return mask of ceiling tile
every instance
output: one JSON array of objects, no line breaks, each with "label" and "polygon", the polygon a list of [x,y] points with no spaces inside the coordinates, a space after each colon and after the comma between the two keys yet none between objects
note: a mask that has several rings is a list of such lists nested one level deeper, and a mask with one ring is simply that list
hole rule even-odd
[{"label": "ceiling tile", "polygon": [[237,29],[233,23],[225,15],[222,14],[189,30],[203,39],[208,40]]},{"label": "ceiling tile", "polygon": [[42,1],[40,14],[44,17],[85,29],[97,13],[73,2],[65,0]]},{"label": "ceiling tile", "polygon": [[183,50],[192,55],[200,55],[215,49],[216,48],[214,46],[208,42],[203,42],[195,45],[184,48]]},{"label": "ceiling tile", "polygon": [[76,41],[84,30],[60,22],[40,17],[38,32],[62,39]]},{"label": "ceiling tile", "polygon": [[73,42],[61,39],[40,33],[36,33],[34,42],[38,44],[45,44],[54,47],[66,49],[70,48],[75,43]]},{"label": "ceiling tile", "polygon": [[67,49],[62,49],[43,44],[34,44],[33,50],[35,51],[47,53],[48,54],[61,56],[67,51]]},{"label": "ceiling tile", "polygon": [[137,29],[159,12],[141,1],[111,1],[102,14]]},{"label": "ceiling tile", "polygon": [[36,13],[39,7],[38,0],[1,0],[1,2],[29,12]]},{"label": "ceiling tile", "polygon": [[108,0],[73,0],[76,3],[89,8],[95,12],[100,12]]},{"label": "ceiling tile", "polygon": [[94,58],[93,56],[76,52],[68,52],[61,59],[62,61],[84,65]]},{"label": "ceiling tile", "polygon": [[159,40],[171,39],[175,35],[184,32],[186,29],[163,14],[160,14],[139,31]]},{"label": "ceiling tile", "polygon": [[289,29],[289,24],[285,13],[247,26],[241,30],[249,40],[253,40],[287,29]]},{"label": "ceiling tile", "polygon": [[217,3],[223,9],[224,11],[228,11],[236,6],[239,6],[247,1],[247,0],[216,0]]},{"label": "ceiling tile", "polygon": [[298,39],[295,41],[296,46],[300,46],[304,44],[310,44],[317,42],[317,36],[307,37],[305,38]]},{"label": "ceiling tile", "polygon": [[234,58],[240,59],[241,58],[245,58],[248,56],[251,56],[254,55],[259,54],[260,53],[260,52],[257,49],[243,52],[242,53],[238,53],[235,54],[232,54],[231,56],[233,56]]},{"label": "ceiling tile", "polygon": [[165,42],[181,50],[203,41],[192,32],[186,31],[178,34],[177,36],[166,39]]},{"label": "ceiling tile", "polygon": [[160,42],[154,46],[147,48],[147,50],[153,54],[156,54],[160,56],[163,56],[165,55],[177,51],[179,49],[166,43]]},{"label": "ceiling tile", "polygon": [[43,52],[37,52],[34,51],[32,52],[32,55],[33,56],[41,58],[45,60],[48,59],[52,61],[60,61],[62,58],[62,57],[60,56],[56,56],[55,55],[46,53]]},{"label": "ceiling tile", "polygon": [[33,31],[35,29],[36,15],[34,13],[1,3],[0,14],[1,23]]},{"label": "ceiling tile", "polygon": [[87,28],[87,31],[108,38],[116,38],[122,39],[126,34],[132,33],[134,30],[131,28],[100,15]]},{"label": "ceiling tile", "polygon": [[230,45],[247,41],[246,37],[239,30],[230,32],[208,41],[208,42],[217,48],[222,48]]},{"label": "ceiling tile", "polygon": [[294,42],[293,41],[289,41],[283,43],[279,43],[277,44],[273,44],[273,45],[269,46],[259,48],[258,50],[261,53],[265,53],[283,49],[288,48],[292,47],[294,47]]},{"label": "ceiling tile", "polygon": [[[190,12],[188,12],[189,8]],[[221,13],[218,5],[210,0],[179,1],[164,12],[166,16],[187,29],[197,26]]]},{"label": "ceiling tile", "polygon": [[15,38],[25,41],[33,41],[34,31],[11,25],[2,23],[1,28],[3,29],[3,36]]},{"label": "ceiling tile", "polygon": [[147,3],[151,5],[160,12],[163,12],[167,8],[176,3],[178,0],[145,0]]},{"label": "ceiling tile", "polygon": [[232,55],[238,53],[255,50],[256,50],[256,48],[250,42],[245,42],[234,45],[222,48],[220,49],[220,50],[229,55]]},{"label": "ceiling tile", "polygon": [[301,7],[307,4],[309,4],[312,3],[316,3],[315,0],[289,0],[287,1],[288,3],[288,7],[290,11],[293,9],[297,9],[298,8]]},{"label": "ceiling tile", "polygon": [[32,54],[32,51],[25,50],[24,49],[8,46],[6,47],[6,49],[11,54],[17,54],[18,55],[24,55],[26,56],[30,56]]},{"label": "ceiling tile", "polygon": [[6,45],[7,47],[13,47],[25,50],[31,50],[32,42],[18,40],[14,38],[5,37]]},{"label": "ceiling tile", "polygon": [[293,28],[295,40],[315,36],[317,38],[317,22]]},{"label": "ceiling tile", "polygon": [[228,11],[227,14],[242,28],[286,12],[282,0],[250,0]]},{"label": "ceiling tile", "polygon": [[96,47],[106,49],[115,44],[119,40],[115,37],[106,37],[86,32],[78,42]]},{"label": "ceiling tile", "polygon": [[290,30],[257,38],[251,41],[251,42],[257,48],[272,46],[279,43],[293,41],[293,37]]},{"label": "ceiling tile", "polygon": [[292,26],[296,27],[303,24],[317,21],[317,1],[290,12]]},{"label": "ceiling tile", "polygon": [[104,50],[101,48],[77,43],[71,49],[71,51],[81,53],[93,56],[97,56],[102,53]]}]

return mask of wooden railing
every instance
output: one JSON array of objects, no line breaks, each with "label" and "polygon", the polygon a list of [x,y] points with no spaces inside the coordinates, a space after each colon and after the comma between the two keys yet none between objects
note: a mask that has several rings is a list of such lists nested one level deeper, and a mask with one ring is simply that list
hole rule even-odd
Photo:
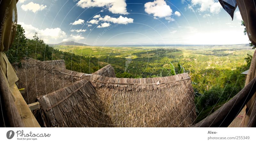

+-------+

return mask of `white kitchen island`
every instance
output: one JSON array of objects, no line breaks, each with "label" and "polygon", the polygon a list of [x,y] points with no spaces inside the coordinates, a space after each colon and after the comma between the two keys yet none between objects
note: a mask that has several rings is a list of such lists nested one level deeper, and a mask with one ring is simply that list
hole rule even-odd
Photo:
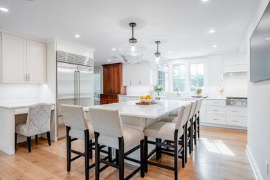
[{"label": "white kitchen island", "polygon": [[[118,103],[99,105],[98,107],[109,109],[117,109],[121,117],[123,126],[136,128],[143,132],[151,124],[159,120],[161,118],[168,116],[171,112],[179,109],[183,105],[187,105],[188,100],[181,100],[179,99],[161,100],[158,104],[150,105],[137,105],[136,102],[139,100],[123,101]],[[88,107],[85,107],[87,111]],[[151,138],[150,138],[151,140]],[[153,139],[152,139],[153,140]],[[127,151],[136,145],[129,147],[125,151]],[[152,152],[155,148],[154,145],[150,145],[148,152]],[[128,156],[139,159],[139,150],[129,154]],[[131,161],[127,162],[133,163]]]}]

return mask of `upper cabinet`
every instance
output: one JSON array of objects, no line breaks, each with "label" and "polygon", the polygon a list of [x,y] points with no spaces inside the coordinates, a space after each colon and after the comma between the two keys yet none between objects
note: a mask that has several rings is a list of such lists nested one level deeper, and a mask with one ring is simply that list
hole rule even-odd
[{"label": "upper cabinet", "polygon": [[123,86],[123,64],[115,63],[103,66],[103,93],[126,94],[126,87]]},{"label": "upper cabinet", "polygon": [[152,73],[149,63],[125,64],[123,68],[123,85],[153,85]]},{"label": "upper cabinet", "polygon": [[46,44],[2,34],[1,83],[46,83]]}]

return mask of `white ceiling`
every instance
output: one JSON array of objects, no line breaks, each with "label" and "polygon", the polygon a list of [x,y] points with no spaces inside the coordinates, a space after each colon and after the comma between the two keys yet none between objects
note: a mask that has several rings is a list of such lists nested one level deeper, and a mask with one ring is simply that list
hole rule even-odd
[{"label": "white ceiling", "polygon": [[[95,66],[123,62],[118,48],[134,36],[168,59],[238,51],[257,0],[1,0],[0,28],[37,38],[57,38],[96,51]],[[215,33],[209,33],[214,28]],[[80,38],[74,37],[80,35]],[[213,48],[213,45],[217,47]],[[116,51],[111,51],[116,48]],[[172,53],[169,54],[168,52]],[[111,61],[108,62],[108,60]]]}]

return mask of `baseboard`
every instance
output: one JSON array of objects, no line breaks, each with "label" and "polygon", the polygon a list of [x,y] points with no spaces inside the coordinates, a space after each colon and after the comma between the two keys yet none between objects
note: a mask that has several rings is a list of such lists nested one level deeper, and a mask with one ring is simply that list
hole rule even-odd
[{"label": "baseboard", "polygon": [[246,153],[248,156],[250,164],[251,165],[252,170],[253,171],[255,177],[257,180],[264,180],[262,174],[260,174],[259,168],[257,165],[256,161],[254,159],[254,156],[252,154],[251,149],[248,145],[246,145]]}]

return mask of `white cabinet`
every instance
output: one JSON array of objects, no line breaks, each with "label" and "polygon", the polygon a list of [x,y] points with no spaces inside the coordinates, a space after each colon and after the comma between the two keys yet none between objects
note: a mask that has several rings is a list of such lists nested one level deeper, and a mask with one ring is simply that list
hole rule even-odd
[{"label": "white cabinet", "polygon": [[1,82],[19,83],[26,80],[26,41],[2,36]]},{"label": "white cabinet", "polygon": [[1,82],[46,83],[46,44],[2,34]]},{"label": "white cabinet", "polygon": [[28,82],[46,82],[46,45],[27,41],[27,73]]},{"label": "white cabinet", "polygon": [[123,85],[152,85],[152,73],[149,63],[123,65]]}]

+-------+

## Request
Tally the lines in the records above that contain the string "island". Case counts; reply with the number alone.

## Written response
2